Reproduce verbatim the lines of the data running from the line containing "provide the segmentation of crowd" through the end of the data.

• **DATASET EXCERPTS**
____

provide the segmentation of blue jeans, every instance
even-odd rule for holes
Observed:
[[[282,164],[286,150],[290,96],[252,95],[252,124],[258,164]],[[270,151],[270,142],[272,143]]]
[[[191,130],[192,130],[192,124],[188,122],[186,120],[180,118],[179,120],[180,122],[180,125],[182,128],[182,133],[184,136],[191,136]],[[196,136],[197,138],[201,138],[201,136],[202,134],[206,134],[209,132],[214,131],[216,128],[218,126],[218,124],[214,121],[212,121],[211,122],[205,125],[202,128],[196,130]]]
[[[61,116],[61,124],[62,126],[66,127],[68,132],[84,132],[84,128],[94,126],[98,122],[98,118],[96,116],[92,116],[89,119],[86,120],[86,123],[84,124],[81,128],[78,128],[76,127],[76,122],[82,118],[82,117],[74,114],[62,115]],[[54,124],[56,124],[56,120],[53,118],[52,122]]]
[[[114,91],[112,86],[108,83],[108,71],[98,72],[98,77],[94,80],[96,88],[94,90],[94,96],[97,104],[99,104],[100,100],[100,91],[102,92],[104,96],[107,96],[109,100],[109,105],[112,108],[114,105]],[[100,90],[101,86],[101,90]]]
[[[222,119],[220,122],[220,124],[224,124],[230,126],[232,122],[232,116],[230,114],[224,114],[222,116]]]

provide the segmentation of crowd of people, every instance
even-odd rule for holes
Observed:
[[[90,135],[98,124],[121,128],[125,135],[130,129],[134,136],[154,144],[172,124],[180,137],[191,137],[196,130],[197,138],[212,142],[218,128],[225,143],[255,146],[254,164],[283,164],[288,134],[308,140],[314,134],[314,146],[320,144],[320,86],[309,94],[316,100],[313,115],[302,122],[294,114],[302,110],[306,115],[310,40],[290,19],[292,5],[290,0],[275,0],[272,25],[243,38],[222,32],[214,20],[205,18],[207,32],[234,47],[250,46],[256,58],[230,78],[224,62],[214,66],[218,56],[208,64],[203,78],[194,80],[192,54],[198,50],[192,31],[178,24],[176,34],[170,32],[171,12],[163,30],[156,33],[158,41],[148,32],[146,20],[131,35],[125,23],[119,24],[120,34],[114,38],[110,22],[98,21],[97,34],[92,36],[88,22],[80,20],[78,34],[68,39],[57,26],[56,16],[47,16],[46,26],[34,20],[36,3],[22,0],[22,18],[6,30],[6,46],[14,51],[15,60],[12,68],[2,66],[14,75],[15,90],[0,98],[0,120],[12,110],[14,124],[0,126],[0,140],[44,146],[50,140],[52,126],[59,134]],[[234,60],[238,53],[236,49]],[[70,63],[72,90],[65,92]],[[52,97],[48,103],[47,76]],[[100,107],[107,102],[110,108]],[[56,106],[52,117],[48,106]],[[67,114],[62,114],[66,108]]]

____

• **ANSWER**
provide the segmentation of crowd of people, every instance
even-odd rule for holes
Observed:
[[[90,135],[98,124],[121,128],[125,135],[130,129],[134,136],[154,144],[172,124],[180,137],[191,137],[196,130],[197,138],[212,142],[218,128],[225,143],[255,146],[254,164],[283,164],[288,134],[308,140],[314,134],[314,146],[320,144],[320,86],[309,94],[316,100],[313,115],[302,122],[294,114],[302,110],[306,115],[310,40],[290,19],[292,5],[290,0],[275,0],[272,25],[243,38],[222,32],[214,20],[205,18],[207,32],[234,47],[250,46],[256,58],[230,78],[224,62],[214,66],[218,56],[208,64],[203,78],[194,80],[192,54],[198,50],[192,31],[178,24],[176,34],[170,32],[171,12],[163,30],[156,33],[158,41],[148,32],[146,20],[131,35],[125,23],[119,24],[120,34],[114,38],[110,22],[98,21],[97,34],[92,36],[88,22],[80,20],[78,34],[68,39],[57,26],[56,16],[47,16],[46,26],[34,20],[36,3],[22,0],[22,18],[6,30],[6,46],[14,51],[15,60],[12,68],[2,66],[14,75],[15,90],[0,98],[0,120],[12,110],[14,124],[0,126],[0,140],[44,146],[50,140],[52,126],[59,134]],[[234,60],[238,53],[236,49]],[[70,63],[72,90],[65,92]],[[52,97],[48,103],[47,76]],[[100,107],[107,102],[110,108]],[[56,106],[52,117],[48,106]],[[67,114],[62,114],[66,108]]]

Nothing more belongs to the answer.